EXTRAIT DU DOCUMENT
----------

Les couvertures

Puisque la température nocturne baissait parfois en dessous du point de congélation, il ne nous a suffi que d’une nuit pour comprendre que nos sacs de couchage 0 à -5 degrés recouverts d’une maigre couverture pour nous deux ne suffisaient pas à nous protéger de l’humidité poignante qui, vers les 2 heures du matin, pénètre les os et enserre le corps dans une froide moiteur très inconfortable. Aussi nous sommes-nous dès le 2e soir recouverts de trois couvertures de laine chacun. Bien emmitouflés dans le sac de couchage momie complètement refermé, nous pouvions sentir le rebord rugueux et ensablé des couvertures nous frotter généreusement le nez et, ainsi recroquevillés dans ce lourd amas de tricot serré fleurant bon le dromadaire vigoureux, nous nous endormions, dans mon cas, jusqu’à la prochaine envie de pipi.

----------

CONSIGNES
**1)** D'après le passage sur les couvertures, de combien de couvertures de laine chacun s'est-il recouvert dès le deuxième soir ?
**2)** Reproduisez le passage sur les couvertures depuis « Les couvertures » jusqu'à « envie de pipi. ».

ENTRÉES AFFICHÉES
----------

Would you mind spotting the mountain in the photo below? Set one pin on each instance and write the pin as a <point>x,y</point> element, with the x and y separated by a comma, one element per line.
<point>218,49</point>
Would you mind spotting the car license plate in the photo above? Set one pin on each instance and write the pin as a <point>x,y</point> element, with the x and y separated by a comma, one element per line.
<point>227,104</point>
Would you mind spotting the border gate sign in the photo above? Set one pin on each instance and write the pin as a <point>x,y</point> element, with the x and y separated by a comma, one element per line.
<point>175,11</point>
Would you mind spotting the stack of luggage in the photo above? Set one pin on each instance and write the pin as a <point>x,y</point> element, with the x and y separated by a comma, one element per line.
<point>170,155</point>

----------

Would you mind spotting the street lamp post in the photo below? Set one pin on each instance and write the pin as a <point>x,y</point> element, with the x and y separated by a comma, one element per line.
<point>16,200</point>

----------

CORRIGÉ DES CONSIGNES
**1)** De trois couvertures de laine chacun.

**2)**
Les couvertures

Puisque la température nocturne baissait parfois en dessous du point de congélation, il ne nous a suffi que d’une nuit pour comprendre que nos sacs de couchage 0 à -5 degrés recouverts d’une maigre couverture pour nous deux ne suffisaient pas à nous protéger de l’humidité poignante qui, vers les 2 heures du matin, pénètre les os et enserre le corps dans une froide moiteur très inconfortable. Aussi nous sommes-nous dès le 2e soir recouverts de trois couvertures de laine chacun. Bien emmitouflés dans le sac de couchage momie complètement refermé, nous pouvions sentir le rebord rugueux et ensablé des couvertures nous frotter généreusement le nez et, ainsi recroquevillés dans ce lourd amas de tricot serré fleurant bon le dromadaire vigoureux, nous nous endormions, dans mon cas, jusqu’à la prochaine envie de pipi.